Extracted text =>
....

Random Word Generation for Data Scrubbing

  • SQLBlimp

    SSCertifiable

    Points: 6322

    Comments posted to this topic are about the item Random Word Generation for Data Scrubbing

  • Eirikur Eiriksson

    SSC Guru

    Points: 182359

    Thanks for this article John, interesting approach.
    😎

    One thought though, you might want to convert the scalar UDF's to inline functions, big difference in performance when handling large sets. I posted a test harness for similar functionality few years back and the results showed almost 10 times difference.

  • Ulysses_Infinity

    SSCrazy

    Points: 2586

    If considering doing something similar in production you might want to ensure your 'words' source doesn't include things like the F and C bombs 🙂

  • Jonathan AC Roberts

    SSCoach

    Points: 16923

    redgate have a tool for generating test data that looks quite good. I don't know how much it costs but it would save a lot of effort.

....

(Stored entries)
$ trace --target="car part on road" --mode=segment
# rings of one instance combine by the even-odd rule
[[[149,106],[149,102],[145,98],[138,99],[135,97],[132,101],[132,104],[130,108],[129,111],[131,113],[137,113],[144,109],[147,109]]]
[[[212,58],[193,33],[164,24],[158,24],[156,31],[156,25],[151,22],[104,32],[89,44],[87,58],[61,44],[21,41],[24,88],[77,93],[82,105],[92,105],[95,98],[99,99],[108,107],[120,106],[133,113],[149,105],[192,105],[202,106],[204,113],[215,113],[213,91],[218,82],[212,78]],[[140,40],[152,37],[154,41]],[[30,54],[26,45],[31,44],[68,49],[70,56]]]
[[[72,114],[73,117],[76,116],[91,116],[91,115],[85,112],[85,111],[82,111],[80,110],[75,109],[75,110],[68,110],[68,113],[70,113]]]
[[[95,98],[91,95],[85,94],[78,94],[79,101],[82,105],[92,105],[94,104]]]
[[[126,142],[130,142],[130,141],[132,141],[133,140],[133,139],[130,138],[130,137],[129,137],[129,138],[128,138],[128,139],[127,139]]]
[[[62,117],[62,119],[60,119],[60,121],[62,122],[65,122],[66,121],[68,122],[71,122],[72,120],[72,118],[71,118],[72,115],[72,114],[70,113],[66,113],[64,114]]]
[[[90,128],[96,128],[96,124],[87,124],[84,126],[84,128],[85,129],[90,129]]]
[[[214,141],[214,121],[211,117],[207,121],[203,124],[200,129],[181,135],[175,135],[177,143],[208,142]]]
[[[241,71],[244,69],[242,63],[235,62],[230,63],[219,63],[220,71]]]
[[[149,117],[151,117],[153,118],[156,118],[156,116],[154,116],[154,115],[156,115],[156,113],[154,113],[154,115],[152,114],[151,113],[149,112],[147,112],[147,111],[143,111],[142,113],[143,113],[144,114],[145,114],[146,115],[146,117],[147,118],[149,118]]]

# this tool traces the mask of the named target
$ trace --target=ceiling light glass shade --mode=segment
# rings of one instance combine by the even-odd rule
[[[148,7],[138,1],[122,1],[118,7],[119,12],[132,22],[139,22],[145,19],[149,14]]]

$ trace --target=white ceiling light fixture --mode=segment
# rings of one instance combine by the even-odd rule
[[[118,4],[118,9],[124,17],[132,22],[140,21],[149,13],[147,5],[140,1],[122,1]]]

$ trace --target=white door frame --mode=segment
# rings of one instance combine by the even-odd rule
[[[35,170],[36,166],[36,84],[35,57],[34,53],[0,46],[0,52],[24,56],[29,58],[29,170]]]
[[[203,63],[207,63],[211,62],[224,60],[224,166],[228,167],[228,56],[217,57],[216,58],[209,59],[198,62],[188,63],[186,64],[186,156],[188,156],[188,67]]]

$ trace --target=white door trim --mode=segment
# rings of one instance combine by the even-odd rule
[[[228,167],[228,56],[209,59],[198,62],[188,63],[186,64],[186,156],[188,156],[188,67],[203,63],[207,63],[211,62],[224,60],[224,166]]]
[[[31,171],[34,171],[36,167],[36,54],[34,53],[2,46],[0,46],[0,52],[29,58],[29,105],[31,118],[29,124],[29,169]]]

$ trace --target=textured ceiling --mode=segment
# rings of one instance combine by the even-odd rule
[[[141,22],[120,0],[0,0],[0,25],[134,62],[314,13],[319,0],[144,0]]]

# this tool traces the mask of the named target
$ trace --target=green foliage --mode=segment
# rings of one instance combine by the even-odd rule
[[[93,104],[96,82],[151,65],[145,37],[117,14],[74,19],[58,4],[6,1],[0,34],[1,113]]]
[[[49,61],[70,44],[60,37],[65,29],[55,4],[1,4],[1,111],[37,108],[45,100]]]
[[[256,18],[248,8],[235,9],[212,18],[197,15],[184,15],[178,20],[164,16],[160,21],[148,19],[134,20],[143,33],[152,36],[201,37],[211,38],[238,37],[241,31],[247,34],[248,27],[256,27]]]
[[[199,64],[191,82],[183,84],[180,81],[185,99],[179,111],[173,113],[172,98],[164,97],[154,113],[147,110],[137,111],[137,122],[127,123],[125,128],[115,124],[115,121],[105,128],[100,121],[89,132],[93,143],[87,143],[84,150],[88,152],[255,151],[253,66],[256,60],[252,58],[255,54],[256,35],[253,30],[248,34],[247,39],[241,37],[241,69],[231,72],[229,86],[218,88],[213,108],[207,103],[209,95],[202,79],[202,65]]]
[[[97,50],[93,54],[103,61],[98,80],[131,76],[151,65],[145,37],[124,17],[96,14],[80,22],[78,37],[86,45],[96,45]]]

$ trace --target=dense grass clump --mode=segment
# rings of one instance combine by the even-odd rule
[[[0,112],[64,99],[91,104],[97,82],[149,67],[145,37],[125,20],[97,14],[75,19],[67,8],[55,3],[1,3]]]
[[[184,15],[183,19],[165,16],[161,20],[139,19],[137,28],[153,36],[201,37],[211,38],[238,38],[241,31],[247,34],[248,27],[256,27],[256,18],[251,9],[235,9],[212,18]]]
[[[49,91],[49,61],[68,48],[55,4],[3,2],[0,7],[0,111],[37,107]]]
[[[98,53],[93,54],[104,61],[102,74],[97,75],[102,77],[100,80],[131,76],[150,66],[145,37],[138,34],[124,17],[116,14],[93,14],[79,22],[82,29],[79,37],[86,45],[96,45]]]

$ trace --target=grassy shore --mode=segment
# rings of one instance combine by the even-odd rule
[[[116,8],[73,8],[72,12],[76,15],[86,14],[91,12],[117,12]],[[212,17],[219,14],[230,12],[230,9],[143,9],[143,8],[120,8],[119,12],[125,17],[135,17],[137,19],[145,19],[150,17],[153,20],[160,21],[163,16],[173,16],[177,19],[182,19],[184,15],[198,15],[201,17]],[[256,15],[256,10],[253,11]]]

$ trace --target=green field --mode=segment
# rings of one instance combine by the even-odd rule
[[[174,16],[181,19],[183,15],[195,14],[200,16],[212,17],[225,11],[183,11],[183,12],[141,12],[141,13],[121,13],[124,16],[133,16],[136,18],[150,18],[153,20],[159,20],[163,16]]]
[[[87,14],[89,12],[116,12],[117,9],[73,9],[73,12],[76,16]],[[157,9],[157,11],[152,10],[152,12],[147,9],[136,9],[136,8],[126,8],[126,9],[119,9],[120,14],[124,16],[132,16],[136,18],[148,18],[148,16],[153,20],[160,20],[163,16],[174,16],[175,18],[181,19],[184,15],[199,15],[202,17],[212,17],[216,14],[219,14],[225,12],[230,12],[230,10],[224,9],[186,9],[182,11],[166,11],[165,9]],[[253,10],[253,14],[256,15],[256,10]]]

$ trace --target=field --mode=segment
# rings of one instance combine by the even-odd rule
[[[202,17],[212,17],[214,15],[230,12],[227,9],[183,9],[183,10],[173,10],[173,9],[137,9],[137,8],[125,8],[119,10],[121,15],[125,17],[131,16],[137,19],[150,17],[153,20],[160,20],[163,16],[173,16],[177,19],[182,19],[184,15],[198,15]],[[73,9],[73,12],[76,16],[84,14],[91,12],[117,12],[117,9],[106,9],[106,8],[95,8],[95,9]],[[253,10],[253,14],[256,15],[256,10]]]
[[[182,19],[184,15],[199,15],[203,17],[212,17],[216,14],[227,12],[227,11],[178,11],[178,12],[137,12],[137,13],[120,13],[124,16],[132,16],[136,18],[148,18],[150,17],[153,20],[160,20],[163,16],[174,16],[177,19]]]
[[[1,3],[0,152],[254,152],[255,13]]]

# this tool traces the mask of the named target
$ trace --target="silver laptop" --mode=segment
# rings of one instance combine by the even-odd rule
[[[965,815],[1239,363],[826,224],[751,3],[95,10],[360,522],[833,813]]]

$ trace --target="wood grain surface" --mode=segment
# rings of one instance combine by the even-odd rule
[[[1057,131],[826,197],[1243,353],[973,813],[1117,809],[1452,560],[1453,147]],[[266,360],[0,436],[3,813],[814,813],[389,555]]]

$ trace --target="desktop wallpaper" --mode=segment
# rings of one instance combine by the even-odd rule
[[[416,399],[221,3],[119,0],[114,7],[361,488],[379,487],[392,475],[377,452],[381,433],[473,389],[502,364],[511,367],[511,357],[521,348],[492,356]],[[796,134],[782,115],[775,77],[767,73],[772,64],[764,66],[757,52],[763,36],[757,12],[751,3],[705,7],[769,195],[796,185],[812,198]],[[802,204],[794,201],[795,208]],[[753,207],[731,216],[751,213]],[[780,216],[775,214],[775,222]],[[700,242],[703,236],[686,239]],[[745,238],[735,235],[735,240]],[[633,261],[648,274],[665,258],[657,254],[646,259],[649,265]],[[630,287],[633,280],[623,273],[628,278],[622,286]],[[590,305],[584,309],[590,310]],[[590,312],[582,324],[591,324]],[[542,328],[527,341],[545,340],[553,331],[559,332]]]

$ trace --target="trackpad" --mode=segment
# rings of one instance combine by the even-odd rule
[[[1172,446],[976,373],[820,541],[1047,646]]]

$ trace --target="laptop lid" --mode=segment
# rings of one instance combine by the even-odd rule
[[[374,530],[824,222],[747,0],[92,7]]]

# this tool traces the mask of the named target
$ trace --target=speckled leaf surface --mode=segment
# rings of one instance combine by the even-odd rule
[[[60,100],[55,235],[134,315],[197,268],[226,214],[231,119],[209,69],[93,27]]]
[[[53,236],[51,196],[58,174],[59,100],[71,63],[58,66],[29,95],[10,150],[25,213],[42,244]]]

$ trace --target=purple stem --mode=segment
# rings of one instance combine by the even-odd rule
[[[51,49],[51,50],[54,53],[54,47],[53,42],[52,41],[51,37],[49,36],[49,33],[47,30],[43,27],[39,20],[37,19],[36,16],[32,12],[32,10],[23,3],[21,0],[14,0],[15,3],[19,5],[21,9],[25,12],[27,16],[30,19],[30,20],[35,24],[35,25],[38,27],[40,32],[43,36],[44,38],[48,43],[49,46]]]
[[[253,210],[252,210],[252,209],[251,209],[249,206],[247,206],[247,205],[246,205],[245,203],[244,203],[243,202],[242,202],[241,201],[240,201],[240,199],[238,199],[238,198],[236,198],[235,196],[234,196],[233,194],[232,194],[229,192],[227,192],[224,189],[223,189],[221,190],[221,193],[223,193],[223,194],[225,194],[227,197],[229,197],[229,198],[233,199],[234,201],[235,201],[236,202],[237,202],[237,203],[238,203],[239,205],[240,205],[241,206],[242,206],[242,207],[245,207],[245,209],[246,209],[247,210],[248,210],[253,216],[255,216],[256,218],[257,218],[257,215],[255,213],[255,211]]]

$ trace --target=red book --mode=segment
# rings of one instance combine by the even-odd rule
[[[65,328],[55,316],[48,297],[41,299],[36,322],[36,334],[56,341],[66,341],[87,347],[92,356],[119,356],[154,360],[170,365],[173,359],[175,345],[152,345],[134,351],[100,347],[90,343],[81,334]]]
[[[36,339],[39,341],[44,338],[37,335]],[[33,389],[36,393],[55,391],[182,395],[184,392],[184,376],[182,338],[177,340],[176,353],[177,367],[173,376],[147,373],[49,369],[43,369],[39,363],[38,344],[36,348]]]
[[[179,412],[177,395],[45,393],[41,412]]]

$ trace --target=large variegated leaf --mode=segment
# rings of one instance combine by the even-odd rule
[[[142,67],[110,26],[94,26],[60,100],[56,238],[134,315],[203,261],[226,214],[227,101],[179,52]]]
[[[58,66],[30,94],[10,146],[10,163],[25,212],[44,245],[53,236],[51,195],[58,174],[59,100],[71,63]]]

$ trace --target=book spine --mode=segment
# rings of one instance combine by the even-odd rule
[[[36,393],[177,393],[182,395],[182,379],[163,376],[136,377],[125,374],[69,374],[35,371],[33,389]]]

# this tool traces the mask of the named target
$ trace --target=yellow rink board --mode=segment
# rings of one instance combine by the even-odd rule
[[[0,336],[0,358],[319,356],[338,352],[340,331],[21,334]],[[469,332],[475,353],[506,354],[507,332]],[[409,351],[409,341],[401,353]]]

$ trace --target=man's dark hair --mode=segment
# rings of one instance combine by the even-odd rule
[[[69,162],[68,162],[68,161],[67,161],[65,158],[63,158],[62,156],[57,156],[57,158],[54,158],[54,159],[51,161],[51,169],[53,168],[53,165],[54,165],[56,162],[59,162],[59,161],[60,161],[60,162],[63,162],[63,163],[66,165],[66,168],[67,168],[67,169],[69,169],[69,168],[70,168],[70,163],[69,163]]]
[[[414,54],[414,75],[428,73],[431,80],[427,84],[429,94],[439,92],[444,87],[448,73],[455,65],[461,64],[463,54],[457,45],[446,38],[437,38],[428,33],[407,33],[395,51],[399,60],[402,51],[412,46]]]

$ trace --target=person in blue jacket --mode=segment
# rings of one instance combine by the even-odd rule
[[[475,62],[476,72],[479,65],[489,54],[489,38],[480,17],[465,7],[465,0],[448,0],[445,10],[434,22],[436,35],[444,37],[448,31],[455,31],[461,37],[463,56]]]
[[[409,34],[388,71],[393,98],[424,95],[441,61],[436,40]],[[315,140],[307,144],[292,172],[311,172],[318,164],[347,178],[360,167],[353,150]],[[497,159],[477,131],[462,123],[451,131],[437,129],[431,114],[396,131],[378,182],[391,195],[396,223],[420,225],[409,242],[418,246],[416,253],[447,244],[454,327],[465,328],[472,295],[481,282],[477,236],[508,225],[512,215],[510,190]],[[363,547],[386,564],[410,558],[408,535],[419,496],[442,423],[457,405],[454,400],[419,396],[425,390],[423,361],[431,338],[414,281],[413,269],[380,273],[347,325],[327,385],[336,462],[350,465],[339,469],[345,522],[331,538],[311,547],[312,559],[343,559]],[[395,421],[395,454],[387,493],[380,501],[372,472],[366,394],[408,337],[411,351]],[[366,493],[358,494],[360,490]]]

....

What the task asks =>
Extend the data-scrubbing thread past its final post. The records bear no relation to the data-scrubbing thread.

Answer for the task =>
    https://www.red-gate.com/hub/product-learning/sql-data-generator/how-to-generate-various-forms-of-realistic-data-for-testing-development-and-prototypes

  • William Soranno

    SSCommitted

    Points: 1578

    Nice article. I have been working on a similar concept for our environments.
    I did notice a disparity between you sql for the table and your paragraph describing it.
    In the sql, you have the PK as the column TheWord. In the paragraph, it says the integer identity is the PK.

    Bill Soranno
    MCP, MCTS, MCITP DBA
    Database Administrator
    Winona State University
    Maxwell 143

    "Quality, like Success, is a Journey, not a Destination" - William Soranno '92

  • Jeff Moden

    SSC Guru

    Points: 994844

    Great job, John.  Can you share the link for the dictionary download that you used?  I ask because most word lists seem to be rather unabridged when it comes to highly offensive words and know that you're rather diligent and might have found one that doesn't contain such words.

    I also agree on the idea of using Inline Table Value Functions (iTVF) as an Inline Scalar Function (iSF) rather than using regular Scalar Functions for performance especially if you have large tables to anonymize.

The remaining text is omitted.